_Objetivo:_ Sigue escribiendo el texto sobre la anunciación a María a partir de su última frase.

_Extracto de la página:_
--

Cumplido su cometido de anunciar, el ángel se retira: la dejó y se fue, dice el texto. Y María se quedó sola, sin ese apoyo, sin esa certeza íntima. Hay que pensar que María era sólo una adolescente que, inesperadamente, había recibido una misión sobrehumana, ¿no se lo estaría inventando todo? Su encuentro con el ángel, ¿no habría sido, después de todo, una ensoñación juvenil? ¿Se abrumaría la Virgen ante semejante panorama, tendría pesadillas, proyectaría el futuro…? Porque ella tenía que saber que, de enterarse, su gente condenaría su embarazo y, al tiempo, sabía que nada de lo que le había sucedido empañaba su amor por José. La tradición –⁠muy sobria⁠– sólo nos dice que guardó la palabra: no la analizó, no formuló objeciones, no extrajo conclusiones, no hizo un trabajo mental con esa palabra, sino sólo se nos dice que la guardó. El verbo «guardar» resume como ningún otro toda la vida contemplativa propia de la fe cristiana.

El sí de María al ángel de su anunciación es un hecho paralelo y opuesto al de Adán ante la serpiente del jardín del Edén. Un acontecimiento redime al otro, colocando las cosas en su sitio: la desobediencia de la primera mujer, Eva, su separarse de Dios y de un mundo en armonía, es sanada por la obediencia de otra, María, quien vuelve a unir cuerpo y espíritu.

--

_Datos registrados:_
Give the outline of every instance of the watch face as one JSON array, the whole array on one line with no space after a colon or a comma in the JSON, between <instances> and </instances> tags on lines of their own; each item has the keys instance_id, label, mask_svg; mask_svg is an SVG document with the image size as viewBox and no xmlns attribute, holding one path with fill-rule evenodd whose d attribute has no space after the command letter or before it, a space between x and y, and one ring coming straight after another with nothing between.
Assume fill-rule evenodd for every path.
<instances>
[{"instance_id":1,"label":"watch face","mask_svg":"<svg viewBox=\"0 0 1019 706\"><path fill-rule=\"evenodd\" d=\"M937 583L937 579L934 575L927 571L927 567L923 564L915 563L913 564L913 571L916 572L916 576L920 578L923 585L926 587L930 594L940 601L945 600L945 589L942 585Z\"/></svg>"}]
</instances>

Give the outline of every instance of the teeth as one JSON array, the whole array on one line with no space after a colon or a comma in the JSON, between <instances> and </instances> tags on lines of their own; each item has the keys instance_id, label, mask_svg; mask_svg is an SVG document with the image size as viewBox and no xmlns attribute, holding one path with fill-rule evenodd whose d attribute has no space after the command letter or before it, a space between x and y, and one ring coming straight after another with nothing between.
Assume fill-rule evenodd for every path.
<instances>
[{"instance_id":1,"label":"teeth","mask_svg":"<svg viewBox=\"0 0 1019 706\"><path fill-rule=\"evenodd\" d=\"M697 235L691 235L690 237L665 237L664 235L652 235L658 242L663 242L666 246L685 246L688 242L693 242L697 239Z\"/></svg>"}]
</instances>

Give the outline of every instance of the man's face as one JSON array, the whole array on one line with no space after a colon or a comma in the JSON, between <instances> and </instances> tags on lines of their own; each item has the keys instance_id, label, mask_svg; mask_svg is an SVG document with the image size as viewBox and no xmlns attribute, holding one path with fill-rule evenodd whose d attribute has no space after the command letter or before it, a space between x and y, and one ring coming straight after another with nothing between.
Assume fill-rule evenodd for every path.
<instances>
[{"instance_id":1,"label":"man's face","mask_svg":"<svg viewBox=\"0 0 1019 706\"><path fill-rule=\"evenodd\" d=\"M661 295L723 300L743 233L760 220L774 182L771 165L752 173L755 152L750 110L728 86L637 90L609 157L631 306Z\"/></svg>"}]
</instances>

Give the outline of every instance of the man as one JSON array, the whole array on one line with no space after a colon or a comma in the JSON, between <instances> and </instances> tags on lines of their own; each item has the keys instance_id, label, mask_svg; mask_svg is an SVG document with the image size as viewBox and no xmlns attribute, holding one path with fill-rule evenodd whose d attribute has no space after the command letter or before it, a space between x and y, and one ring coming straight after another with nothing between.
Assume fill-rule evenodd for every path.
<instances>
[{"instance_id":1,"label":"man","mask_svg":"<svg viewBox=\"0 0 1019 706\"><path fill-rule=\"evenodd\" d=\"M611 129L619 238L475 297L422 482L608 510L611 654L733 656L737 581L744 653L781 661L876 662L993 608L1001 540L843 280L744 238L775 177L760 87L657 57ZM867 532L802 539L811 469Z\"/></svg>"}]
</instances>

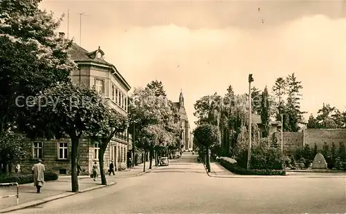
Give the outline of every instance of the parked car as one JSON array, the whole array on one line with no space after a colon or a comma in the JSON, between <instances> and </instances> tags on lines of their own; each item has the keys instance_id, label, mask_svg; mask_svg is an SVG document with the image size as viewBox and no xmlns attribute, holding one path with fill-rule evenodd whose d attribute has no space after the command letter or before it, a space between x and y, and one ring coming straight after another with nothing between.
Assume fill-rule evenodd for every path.
<instances>
[{"instance_id":1,"label":"parked car","mask_svg":"<svg viewBox=\"0 0 346 214\"><path fill-rule=\"evenodd\" d=\"M176 153L174 154L174 155L173 156L173 158L179 158L181 155L179 153Z\"/></svg>"},{"instance_id":2,"label":"parked car","mask_svg":"<svg viewBox=\"0 0 346 214\"><path fill-rule=\"evenodd\" d=\"M170 165L170 161L167 157L163 157L160 158L160 166L168 166Z\"/></svg>"}]
</instances>

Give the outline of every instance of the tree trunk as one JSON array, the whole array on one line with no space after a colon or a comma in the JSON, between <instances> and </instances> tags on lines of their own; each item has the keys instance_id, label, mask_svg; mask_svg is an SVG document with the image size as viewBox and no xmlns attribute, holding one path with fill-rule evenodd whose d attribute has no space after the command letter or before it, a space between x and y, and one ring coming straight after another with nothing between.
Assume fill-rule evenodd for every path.
<instances>
[{"instance_id":1,"label":"tree trunk","mask_svg":"<svg viewBox=\"0 0 346 214\"><path fill-rule=\"evenodd\" d=\"M154 149L152 149L149 153L149 169L152 168L152 157L153 157Z\"/></svg>"},{"instance_id":2,"label":"tree trunk","mask_svg":"<svg viewBox=\"0 0 346 214\"><path fill-rule=\"evenodd\" d=\"M146 155L146 152L145 150L144 150L144 155L143 155L143 173L145 172L145 162L146 162L146 159L145 159L145 155Z\"/></svg>"},{"instance_id":3,"label":"tree trunk","mask_svg":"<svg viewBox=\"0 0 346 214\"><path fill-rule=\"evenodd\" d=\"M104 144L103 142L102 144ZM106 179L106 175L104 174L104 163L103 163L103 157L104 155L104 152L106 151L107 146L104 146L103 145L101 145L100 146L100 149L98 150L98 164L100 165L100 174L101 175L101 184L102 185L107 185L107 181Z\"/></svg>"},{"instance_id":4,"label":"tree trunk","mask_svg":"<svg viewBox=\"0 0 346 214\"><path fill-rule=\"evenodd\" d=\"M210 155L209 155L209 146L207 146L207 153L206 153L206 161L207 161L207 169L208 172L210 172Z\"/></svg>"},{"instance_id":5,"label":"tree trunk","mask_svg":"<svg viewBox=\"0 0 346 214\"><path fill-rule=\"evenodd\" d=\"M134 167L136 162L134 161L136 158L136 153L135 153L135 146L134 145L134 143L132 143L132 167Z\"/></svg>"},{"instance_id":6,"label":"tree trunk","mask_svg":"<svg viewBox=\"0 0 346 214\"><path fill-rule=\"evenodd\" d=\"M71 182L72 186L72 192L78 193L78 177L77 173L77 151L78 149L79 139L77 136L70 137L71 140Z\"/></svg>"}]
</instances>

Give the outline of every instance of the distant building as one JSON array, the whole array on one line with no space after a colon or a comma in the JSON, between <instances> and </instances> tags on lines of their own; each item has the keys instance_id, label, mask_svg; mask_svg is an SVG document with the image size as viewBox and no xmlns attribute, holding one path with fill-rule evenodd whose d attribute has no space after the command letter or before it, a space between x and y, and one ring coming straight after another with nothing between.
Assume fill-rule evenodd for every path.
<instances>
[{"instance_id":1,"label":"distant building","mask_svg":"<svg viewBox=\"0 0 346 214\"><path fill-rule=\"evenodd\" d=\"M183 132L181 133L181 138L183 141L183 150L185 151L191 150L192 148L192 142L190 142L190 124L188 119L188 114L184 106L184 97L183 92L181 91L179 95L179 101L174 102L173 106L178 109L180 116L179 123L181 124Z\"/></svg>"},{"instance_id":2,"label":"distant building","mask_svg":"<svg viewBox=\"0 0 346 214\"><path fill-rule=\"evenodd\" d=\"M257 114L253 114L251 117L251 121L253 123L255 123L257 125L258 128L260 128L260 135L261 136L261 137L263 137L263 134L264 133L264 126L262 123L261 116ZM281 128L281 121L270 121L269 125L269 133L276 133L277 132L277 129Z\"/></svg>"},{"instance_id":3,"label":"distant building","mask_svg":"<svg viewBox=\"0 0 346 214\"><path fill-rule=\"evenodd\" d=\"M60 32L60 37L64 34ZM95 89L108 101L111 108L124 115L127 115L127 93L130 86L116 68L104 61L104 52L100 46L96 50L89 52L75 43L72 45L70 55L78 65L78 69L72 71L71 77L73 82L81 82ZM30 168L38 159L44 161L46 168L60 174L71 173L71 140L60 139L30 140L32 155L23 163L24 168ZM127 167L128 135L125 131L113 137L104 153L104 167L107 168L111 160L114 160L116 170ZM80 141L78 150L78 162L82 168L81 174L90 174L93 162L98 162L100 146L98 142L86 138Z\"/></svg>"}]
</instances>

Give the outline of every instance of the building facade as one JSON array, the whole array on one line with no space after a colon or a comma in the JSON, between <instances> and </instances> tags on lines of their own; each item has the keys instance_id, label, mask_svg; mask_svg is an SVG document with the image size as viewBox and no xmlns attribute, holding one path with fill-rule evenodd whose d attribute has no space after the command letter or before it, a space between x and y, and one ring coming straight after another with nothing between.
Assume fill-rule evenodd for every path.
<instances>
[{"instance_id":1,"label":"building facade","mask_svg":"<svg viewBox=\"0 0 346 214\"><path fill-rule=\"evenodd\" d=\"M183 145L183 150L192 150L192 145L190 141L191 133L190 130L190 124L188 119L188 114L186 113L186 110L185 109L184 97L182 91L180 93L179 101L174 102L173 105L175 108L176 108L176 109L178 109L180 116L179 123L181 124L181 128L183 129L183 132L181 133L182 143Z\"/></svg>"},{"instance_id":2,"label":"building facade","mask_svg":"<svg viewBox=\"0 0 346 214\"><path fill-rule=\"evenodd\" d=\"M60 36L64 37L64 34L60 32ZM104 52L100 48L89 52L73 43L69 53L78 66L78 69L71 73L71 81L94 87L108 100L111 108L127 116L127 95L131 87L116 68L104 61ZM71 145L69 139L50 141L37 139L30 140L30 143L32 146L32 157L24 162L24 168L25 166L31 167L38 159L42 159L48 170L59 174L71 173ZM107 168L111 160L113 160L116 170L126 168L127 150L131 146L129 145L127 131L115 136L105 151L104 167ZM93 162L98 162L99 149L98 142L91 142L87 137L81 139L78 148L78 162L82 168L82 175L90 175Z\"/></svg>"}]
</instances>

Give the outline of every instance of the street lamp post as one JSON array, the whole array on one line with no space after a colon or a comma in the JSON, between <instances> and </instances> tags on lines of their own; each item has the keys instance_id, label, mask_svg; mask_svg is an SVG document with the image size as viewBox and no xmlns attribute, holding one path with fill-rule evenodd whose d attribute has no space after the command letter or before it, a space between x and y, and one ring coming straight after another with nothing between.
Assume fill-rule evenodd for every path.
<instances>
[{"instance_id":1,"label":"street lamp post","mask_svg":"<svg viewBox=\"0 0 346 214\"><path fill-rule=\"evenodd\" d=\"M251 162L251 82L253 81L253 75L248 75L248 164L246 168L250 168Z\"/></svg>"},{"instance_id":2,"label":"street lamp post","mask_svg":"<svg viewBox=\"0 0 346 214\"><path fill-rule=\"evenodd\" d=\"M135 127L134 127L134 134L132 135L132 166L134 166L134 159L135 159L135 146L134 146L134 133L135 133Z\"/></svg>"},{"instance_id":3,"label":"street lamp post","mask_svg":"<svg viewBox=\"0 0 346 214\"><path fill-rule=\"evenodd\" d=\"M284 131L284 115L281 114L281 153L284 151L283 131Z\"/></svg>"}]
</instances>

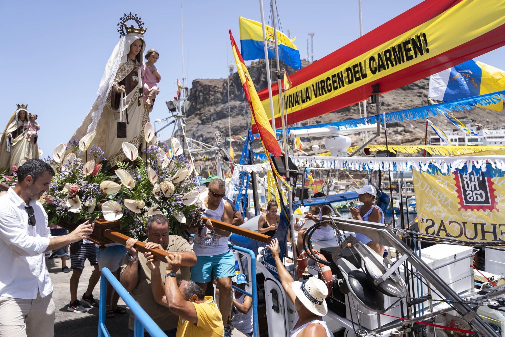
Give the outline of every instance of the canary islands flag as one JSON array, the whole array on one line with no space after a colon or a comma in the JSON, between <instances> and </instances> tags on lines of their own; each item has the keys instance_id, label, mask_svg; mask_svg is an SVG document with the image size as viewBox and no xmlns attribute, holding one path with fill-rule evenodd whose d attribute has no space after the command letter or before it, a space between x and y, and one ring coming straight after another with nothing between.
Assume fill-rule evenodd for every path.
<instances>
[{"instance_id":1,"label":"canary islands flag","mask_svg":"<svg viewBox=\"0 0 505 337\"><path fill-rule=\"evenodd\" d=\"M470 60L430 76L428 97L437 101L453 101L505 89L505 71ZM482 107L497 111L503 102Z\"/></svg>"},{"instance_id":2,"label":"canary islands flag","mask_svg":"<svg viewBox=\"0 0 505 337\"><path fill-rule=\"evenodd\" d=\"M249 103L252 119L258 126L260 139L265 148L265 154L270 158L270 155L267 153L268 151L278 158L282 153L281 148L276 139L275 134L272 129L272 125L265 112L265 109L263 108L260 98L258 96L258 93L256 92L252 80L251 79L249 71L244 64L244 60L240 55L240 52L238 51L238 47L235 42L233 35L231 34L231 30L230 29L229 31L230 40L231 41L231 49L233 52L235 63L237 65L237 72L240 78L240 81L242 82L245 99Z\"/></svg>"},{"instance_id":3,"label":"canary islands flag","mask_svg":"<svg viewBox=\"0 0 505 337\"><path fill-rule=\"evenodd\" d=\"M238 17L240 27L240 51L244 60L256 60L265 58L263 45L263 29L261 23L248 19ZM270 26L265 26L267 44L268 47L268 57L275 57L275 41L274 39L274 29ZM277 46L279 58L291 68L299 69L301 68L300 52L295 46L293 39L277 30Z\"/></svg>"}]
</instances>

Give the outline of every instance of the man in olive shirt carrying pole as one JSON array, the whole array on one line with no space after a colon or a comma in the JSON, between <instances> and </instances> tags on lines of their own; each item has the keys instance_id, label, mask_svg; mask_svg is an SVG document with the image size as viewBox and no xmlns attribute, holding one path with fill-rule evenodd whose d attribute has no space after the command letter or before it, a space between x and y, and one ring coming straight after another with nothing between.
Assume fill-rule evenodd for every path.
<instances>
[{"instance_id":1,"label":"man in olive shirt carrying pole","mask_svg":"<svg viewBox=\"0 0 505 337\"><path fill-rule=\"evenodd\" d=\"M148 249L159 248L174 256L180 256L182 261L177 272L177 280L189 279L190 267L196 263L196 256L187 241L180 236L169 234L168 220L161 214L152 216L146 225L147 239L144 241ZM120 281L135 301L168 337L175 337L178 317L168 308L156 303L151 290L151 271L146 264L143 254L139 254L134 246L136 239L126 241L128 254L123 261ZM166 264L161 262L160 269L164 272ZM134 316L130 314L128 336L133 336ZM146 332L144 336L149 336Z\"/></svg>"}]
</instances>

--

_Respuesta:_
Este paralelismo entre el Antiguo y el Nuevo Testamento –⁠clave para la interpretación de tantos pasajes de la Escritura⁠–⁠, nos interesa porque es una pista para una lectura global de nuestra propia biografía. La persona se realiza por etapas y en cada nueva etapa es invitada a pasar a un nivel de mayor hondura en la comprensión de sí misma.

En cada una de las etapas de una biografía de la luz se plantea, aunque a distintos niveles, el dilema existencial de María: ¿Cómo hacer algo de la nada? ¿Cómo es posible que nazca algo del vacío que soy? ¿No será el vacío –⁠como lo entiende el libro del Génesis cuando dice que Dios crea precisamente de la nada⁠– el único territorio verdaderamente fecundo?

Así como un niño nace del encuentro amoroso entre un hombre y una mujer, así nace una obra de arte de su creador: de una visión del amor. La creatividad humana, al igual que la divina, requiere dos condiciones: la salud o dimensión psicofísica (te saludo) y la gracia o dimensión espiritual (el Señor está contigo). La energía que se moviliza en el proceso creador es la de la alegría (¡favorecida, llena de gracia!): una alegría que supera todo temor (no tengas miedo) y que da paso al alumbramiento (darás a luz un hijo). Esa luz, sin embargo, no nace sino tras un largo proceso de concepción y gestación (éste es el trabajo interior) y de alumbramiento (éste es el exterior). Así que esto es lo que todo creador en general y todo artista en particular debería preguntarse ante su trabajo: ¿nace esta obra de la alegría, es decir, de la comunión celebrativa con el mundo? ¿Nace para la alegría –⁠me pregunto⁠– esta Biografía de la luz?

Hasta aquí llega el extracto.